(Location annotation dataset excerpts)

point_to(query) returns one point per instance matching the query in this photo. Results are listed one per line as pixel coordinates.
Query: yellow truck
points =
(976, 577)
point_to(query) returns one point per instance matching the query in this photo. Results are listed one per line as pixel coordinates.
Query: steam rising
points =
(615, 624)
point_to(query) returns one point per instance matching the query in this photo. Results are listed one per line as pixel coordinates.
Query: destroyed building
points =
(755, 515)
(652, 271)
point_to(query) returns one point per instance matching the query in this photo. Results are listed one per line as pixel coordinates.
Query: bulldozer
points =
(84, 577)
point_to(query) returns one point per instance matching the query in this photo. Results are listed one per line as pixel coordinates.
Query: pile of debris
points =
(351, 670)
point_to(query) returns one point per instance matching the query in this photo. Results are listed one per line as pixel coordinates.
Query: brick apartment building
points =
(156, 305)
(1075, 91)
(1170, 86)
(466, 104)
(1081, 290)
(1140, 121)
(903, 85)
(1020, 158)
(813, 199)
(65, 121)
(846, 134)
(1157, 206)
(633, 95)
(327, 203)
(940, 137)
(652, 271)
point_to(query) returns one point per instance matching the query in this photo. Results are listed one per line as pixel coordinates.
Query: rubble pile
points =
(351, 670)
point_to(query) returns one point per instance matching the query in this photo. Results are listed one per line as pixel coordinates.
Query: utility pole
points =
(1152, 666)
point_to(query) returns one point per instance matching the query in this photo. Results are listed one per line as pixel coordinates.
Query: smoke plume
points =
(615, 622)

WHAT THE TASK ASKS: All of the entries above should be written out again exactly.

PROBLEM SOLUTION:
point_to(query) returns one point per instance matching the query in this photo. Results are listed one per line as pixel coordinates.
Query: yellow truck
points =
(976, 577)
point_to(query) returns one point per instance matching the query in this photo. Results are listed one per line as pixel coordinates.
Query: steam rising
points =
(615, 624)
point_to(query) returns one point per instance matching the query in this photo. Results are listed one per line as pixel coordinates.
Query: destroyed building
points =
(755, 515)
(652, 271)
point_to(query) returns one point per instance matching the query in this photo. Results are listed one per line as pixel coordinates.
Query: bulldozer
points =
(84, 577)
point_to(query) returns one point per instance matching the query in this photo. Results are listed one per line as pixel coordinates.
Query: pile of debris
points =
(351, 670)
point_to(query) returns one point per instance matching the query in this photo. Results are listed one per line as pixel coordinates.
Query: brick apartment building
points =
(156, 305)
(1075, 91)
(1170, 86)
(466, 104)
(1081, 290)
(1140, 121)
(903, 85)
(1020, 158)
(813, 199)
(65, 121)
(846, 134)
(1157, 206)
(633, 95)
(327, 203)
(940, 137)
(652, 271)
point_to(query) returns one point per instance matching the query in this photo. Results are listed one per line as pixel coordinates.
Query: rubble pile
points =
(351, 670)
point_to(query) returns one point per instance matching the query in this photo. Results are listed one per line as pixel coordinates.
Query: utility pole
points =
(1152, 666)
point_to(query) returns one point per instance matching the query in this photo. Results are listed one per line as pixel coordinates.
Query: smoke plume
points =
(615, 622)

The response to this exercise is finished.